### [AIM OF THE TASK]
Report each line in the records that contains the string "mirror", treating uppercase and lowercase as different.

^^^^^^^^

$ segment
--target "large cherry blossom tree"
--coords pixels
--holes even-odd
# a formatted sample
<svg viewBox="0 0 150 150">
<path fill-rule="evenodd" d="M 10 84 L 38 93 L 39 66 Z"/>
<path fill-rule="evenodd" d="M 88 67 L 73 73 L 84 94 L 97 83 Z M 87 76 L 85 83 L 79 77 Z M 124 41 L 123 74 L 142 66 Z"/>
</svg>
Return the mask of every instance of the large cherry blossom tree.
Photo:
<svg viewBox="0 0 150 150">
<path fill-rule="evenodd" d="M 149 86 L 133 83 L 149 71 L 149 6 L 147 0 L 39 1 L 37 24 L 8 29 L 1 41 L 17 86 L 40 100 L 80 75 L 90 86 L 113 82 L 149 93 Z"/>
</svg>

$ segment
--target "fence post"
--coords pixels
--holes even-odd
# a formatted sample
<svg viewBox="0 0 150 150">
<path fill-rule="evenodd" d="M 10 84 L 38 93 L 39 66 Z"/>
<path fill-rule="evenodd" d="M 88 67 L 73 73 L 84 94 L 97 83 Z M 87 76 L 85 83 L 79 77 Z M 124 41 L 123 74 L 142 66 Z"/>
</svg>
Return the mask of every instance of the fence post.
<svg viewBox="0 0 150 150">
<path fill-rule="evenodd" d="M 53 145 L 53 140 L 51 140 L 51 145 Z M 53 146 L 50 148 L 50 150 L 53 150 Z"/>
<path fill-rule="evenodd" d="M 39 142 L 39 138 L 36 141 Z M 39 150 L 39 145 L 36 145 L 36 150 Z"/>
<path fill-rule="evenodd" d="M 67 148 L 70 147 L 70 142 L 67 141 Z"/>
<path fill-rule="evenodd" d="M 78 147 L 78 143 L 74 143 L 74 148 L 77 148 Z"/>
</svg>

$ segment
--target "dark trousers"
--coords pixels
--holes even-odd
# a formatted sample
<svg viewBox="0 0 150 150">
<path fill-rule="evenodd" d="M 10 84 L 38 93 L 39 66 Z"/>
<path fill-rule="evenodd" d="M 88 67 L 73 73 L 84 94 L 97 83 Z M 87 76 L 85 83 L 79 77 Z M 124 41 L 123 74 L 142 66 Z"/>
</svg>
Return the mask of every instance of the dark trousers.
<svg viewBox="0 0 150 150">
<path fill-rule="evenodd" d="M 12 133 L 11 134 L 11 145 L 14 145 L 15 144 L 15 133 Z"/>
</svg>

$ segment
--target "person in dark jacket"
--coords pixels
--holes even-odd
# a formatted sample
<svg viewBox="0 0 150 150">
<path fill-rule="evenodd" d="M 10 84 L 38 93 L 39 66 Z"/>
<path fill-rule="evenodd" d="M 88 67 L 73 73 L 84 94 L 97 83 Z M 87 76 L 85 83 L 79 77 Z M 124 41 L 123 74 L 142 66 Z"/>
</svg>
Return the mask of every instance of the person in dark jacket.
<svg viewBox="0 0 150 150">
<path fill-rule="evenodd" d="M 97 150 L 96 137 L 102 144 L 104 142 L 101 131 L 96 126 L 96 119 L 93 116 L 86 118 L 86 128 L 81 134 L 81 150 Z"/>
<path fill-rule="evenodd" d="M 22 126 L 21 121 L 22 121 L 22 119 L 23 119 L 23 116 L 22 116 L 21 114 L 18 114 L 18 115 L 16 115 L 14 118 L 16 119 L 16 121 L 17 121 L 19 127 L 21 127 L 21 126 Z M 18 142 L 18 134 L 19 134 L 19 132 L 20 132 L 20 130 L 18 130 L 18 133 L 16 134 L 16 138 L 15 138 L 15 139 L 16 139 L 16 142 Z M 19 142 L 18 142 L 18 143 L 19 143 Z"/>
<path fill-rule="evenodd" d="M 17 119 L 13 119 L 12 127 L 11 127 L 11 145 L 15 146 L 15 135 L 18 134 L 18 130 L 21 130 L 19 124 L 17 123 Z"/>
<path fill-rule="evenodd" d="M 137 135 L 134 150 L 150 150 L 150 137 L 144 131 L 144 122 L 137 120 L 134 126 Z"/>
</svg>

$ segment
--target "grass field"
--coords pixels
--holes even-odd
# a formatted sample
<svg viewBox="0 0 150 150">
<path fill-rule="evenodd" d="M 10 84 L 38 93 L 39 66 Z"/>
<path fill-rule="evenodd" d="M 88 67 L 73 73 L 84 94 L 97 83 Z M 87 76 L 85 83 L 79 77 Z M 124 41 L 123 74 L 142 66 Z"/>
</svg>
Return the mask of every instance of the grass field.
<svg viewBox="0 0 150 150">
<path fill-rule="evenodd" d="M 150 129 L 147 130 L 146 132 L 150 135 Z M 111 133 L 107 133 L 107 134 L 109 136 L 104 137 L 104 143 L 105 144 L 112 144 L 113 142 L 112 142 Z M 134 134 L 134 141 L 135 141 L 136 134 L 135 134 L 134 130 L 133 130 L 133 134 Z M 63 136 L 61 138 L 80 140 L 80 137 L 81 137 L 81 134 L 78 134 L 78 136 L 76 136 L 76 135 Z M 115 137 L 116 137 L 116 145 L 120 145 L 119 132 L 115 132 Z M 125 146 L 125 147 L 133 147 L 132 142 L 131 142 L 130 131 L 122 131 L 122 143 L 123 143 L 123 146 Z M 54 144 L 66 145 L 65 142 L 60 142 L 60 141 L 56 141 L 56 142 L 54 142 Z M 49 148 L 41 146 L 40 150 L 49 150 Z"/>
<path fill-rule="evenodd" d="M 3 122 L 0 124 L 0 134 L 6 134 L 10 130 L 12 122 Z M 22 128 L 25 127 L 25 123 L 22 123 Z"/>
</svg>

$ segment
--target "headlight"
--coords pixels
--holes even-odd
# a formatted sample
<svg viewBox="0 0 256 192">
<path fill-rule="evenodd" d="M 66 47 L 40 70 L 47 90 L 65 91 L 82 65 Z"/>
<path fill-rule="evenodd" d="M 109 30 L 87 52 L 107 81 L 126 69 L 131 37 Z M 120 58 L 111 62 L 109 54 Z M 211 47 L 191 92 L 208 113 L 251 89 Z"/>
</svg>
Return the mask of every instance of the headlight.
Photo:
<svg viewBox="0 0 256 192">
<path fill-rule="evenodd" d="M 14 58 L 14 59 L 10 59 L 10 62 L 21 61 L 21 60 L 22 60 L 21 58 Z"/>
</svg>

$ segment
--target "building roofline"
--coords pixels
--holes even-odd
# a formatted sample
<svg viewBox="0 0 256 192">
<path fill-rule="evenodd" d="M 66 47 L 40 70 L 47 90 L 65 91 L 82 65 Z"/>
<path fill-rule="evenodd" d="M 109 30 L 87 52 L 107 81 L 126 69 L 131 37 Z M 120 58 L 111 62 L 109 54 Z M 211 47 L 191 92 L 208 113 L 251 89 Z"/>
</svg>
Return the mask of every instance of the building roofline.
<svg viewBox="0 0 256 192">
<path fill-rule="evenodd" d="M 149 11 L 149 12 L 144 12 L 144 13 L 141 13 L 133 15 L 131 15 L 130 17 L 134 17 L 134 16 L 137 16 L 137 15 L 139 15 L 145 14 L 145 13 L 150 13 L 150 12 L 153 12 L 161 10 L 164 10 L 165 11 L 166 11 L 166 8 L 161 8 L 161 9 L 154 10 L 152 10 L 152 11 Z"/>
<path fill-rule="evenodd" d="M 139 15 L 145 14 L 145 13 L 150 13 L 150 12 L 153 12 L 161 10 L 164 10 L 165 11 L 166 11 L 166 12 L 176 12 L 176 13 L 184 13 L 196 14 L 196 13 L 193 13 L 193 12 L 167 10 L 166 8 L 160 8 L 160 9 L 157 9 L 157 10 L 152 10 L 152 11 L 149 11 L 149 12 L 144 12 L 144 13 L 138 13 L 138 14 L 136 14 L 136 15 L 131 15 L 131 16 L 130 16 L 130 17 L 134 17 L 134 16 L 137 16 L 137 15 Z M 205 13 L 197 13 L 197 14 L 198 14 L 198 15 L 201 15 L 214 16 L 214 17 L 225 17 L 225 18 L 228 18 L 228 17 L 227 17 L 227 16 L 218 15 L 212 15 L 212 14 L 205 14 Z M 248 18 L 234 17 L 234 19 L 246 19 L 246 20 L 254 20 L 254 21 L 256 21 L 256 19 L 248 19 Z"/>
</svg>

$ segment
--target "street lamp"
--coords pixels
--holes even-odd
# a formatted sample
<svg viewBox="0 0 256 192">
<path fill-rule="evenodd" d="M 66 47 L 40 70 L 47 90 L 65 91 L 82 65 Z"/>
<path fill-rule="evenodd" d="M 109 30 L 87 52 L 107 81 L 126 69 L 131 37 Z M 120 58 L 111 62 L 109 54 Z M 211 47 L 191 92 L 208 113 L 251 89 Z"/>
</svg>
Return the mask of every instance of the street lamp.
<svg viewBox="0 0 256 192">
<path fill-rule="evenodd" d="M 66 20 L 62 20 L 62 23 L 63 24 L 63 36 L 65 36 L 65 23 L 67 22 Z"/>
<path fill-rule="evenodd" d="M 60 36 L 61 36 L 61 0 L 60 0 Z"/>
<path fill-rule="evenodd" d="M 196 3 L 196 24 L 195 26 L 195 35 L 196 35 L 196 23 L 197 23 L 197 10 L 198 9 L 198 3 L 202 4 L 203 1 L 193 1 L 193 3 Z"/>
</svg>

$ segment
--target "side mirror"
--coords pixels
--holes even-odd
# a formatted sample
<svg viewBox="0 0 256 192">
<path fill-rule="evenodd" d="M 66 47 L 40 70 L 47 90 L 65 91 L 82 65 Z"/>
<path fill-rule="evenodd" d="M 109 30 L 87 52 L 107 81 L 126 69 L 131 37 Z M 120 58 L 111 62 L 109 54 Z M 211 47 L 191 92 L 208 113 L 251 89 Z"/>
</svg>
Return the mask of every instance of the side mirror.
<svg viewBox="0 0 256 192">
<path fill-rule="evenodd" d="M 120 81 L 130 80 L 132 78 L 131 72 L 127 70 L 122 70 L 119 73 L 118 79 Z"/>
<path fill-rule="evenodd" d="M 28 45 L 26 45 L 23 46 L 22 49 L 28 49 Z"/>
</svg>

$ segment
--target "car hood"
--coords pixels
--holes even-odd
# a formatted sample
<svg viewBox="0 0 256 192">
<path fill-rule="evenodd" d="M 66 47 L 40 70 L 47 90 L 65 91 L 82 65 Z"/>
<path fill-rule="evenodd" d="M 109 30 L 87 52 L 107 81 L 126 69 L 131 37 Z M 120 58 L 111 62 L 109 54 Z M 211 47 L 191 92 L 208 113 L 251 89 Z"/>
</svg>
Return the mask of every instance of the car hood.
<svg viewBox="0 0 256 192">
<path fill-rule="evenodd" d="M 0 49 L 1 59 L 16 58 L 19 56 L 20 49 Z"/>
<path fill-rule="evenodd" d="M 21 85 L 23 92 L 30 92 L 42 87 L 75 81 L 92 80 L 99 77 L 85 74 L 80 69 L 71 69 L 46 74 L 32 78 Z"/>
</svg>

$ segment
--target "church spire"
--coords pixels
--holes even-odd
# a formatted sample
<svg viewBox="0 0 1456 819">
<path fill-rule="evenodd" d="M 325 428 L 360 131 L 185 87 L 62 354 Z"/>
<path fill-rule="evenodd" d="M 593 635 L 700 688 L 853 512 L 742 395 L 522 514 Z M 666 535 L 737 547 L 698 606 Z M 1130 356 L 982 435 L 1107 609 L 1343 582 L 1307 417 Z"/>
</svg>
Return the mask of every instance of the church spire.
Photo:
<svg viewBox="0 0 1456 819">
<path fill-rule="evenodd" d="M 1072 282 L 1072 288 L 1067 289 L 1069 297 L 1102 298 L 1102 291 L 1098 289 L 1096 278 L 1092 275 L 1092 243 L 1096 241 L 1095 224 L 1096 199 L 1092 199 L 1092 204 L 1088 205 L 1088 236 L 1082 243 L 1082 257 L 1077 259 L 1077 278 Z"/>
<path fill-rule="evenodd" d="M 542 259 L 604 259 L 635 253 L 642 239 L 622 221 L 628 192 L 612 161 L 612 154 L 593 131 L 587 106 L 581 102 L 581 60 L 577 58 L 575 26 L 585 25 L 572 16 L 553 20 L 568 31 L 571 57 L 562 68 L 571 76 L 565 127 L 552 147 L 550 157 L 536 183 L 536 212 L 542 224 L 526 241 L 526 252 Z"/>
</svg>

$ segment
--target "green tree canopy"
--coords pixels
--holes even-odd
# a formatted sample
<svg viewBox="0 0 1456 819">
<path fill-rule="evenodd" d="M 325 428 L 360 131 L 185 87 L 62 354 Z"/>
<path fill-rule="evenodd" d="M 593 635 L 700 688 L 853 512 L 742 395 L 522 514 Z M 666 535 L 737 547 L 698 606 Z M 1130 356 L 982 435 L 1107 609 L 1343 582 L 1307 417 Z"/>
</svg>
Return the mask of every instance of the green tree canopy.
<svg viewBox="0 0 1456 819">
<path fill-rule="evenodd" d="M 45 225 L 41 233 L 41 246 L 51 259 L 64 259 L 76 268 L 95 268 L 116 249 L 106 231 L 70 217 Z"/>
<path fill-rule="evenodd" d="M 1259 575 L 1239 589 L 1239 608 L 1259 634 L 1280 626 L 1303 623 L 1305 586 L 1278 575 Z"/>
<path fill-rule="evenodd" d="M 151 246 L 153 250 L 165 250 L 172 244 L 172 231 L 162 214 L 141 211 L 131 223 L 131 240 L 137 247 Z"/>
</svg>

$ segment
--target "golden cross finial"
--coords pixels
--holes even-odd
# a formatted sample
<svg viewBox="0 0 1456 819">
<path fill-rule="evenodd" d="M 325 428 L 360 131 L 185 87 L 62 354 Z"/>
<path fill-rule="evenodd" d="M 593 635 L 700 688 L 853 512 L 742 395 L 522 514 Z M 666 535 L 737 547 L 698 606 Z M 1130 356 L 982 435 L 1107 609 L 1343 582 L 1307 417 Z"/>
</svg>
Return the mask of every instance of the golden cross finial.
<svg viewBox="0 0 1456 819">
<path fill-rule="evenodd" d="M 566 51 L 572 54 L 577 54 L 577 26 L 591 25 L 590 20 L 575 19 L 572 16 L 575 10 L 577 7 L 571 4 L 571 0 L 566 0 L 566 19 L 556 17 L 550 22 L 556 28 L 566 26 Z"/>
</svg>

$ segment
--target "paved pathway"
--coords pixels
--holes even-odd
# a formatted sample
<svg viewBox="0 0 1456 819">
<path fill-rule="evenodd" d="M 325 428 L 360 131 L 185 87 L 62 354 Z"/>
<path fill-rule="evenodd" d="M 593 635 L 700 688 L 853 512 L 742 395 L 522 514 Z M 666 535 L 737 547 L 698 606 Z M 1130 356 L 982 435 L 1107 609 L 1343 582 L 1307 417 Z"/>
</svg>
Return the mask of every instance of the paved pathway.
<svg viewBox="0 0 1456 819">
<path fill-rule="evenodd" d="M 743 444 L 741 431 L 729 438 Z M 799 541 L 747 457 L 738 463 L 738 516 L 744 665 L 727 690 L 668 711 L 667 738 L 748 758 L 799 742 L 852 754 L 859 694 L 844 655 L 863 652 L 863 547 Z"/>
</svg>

^^^^^^^^

### [ANSWER TO THIS PROBLEM]
--target "side mirror"
Return the mask of every instance of the side mirror.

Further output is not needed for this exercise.